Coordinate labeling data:
++++++++++++++++++++

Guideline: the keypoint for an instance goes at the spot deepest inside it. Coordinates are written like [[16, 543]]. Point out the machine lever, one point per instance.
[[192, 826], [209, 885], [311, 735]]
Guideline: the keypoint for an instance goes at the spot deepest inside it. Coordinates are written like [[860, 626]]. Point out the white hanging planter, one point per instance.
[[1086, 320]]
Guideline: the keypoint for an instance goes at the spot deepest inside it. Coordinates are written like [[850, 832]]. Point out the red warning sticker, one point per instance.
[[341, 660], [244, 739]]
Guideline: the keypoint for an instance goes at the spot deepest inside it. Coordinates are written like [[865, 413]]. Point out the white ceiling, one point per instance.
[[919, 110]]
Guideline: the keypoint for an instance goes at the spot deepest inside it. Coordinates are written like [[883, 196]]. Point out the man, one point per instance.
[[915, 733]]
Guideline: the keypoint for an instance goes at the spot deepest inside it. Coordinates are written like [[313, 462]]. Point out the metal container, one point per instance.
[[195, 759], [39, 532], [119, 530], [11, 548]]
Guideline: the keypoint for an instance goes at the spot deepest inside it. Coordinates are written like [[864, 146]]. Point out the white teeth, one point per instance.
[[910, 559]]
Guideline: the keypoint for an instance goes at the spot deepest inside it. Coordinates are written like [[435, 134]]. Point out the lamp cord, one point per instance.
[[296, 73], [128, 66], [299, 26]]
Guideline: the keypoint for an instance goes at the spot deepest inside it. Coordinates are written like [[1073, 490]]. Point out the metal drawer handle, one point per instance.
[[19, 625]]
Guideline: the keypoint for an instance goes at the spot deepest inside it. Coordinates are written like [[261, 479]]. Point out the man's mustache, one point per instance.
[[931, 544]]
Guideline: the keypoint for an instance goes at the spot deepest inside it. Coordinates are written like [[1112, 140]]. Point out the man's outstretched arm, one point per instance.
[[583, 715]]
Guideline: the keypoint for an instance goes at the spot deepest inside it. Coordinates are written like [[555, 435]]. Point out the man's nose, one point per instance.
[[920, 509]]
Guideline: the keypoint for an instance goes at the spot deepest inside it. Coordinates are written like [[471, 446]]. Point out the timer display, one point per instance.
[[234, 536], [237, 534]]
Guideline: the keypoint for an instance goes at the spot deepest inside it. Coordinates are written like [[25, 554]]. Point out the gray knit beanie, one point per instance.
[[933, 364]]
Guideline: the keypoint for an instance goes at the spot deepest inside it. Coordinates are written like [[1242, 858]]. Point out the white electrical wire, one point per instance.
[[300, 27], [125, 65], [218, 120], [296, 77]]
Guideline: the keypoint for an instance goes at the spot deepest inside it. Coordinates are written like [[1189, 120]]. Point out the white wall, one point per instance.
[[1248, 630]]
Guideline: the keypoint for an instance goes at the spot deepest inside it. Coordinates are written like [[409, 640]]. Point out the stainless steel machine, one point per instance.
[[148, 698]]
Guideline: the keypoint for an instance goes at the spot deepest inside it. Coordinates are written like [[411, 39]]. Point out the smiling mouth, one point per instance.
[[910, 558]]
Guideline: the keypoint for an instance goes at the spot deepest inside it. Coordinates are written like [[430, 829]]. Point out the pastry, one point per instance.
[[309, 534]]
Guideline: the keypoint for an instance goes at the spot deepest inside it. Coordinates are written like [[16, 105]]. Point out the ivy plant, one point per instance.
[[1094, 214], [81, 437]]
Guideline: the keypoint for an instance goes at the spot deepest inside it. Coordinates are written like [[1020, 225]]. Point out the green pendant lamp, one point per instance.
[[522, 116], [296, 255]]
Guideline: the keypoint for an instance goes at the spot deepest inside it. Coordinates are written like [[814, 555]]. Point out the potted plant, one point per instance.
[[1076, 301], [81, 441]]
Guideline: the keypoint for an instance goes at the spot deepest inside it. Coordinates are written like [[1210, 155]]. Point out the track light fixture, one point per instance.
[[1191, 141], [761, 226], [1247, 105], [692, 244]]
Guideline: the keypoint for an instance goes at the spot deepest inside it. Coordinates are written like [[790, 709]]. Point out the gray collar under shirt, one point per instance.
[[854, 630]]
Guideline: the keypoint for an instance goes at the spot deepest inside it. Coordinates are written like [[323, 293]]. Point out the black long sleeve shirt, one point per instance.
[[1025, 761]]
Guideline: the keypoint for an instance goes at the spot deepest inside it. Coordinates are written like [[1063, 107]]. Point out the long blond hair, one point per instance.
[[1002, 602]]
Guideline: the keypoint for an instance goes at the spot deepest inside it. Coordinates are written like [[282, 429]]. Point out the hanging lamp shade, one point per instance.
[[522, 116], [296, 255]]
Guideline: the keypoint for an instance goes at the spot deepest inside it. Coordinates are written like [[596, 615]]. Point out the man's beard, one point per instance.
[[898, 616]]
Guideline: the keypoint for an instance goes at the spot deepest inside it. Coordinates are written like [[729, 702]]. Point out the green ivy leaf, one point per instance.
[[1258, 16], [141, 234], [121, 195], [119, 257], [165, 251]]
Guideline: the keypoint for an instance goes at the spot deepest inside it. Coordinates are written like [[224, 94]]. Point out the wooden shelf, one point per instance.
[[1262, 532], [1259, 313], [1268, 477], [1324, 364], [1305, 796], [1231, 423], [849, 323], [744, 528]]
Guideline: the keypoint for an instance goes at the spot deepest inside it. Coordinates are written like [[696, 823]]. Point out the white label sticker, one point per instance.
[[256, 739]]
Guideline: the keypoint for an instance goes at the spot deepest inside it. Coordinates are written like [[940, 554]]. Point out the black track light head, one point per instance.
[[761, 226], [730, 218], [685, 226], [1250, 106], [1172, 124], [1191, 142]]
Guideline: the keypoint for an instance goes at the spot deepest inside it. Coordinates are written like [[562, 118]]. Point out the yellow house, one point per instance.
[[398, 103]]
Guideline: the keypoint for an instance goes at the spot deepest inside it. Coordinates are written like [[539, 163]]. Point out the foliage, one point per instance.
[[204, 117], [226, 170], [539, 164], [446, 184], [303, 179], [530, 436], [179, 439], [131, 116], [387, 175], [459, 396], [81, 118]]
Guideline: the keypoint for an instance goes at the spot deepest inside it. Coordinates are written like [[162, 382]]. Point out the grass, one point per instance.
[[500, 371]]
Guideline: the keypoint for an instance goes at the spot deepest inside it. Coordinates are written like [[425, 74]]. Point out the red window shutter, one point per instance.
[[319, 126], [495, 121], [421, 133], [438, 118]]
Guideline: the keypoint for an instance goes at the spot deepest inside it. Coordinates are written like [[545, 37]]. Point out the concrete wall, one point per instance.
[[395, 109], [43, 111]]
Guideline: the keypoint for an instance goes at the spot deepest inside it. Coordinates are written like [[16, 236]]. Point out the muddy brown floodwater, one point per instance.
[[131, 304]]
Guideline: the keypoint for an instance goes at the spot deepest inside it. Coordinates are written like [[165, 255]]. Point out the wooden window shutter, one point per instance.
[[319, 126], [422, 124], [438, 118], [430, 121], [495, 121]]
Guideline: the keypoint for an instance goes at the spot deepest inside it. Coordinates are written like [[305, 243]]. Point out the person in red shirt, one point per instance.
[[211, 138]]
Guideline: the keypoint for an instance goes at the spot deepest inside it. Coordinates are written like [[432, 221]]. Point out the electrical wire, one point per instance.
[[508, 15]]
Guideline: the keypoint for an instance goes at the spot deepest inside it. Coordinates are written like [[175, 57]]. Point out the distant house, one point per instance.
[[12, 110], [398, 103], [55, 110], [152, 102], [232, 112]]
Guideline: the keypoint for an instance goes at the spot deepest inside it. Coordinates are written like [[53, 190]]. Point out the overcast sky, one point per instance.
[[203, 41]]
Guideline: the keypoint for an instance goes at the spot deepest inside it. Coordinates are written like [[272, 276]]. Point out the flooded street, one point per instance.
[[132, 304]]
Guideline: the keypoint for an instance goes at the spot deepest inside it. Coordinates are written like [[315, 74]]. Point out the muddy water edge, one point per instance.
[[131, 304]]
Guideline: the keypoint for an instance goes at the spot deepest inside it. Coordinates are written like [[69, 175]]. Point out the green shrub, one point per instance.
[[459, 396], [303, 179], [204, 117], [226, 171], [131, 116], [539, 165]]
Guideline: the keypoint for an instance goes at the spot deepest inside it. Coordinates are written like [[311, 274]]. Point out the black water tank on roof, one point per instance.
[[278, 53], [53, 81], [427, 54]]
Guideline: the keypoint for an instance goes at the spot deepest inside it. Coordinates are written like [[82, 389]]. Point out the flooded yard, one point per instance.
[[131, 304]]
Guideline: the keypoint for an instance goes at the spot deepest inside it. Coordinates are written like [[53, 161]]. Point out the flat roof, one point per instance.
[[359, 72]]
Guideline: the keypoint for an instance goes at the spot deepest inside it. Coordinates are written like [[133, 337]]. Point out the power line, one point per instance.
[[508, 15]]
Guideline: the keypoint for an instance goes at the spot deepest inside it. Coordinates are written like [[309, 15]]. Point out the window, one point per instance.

++++++++++++++++++++

● **YOUR OBJECTIVE**
Rewrite the lines in full from the first line through the line with "[[192, 826], [209, 885], [311, 735]]", adding 60 to every coordinate in the answers and leaving everything else unchanged.

● **EXPECTED OUTPUT**
Guideline: the keypoint for an instance goes at the spot deepest inside it. Coordinates are written like [[16, 543]]. Point out the machine lever, one point per instance.
[[252, 886], [269, 945], [371, 795]]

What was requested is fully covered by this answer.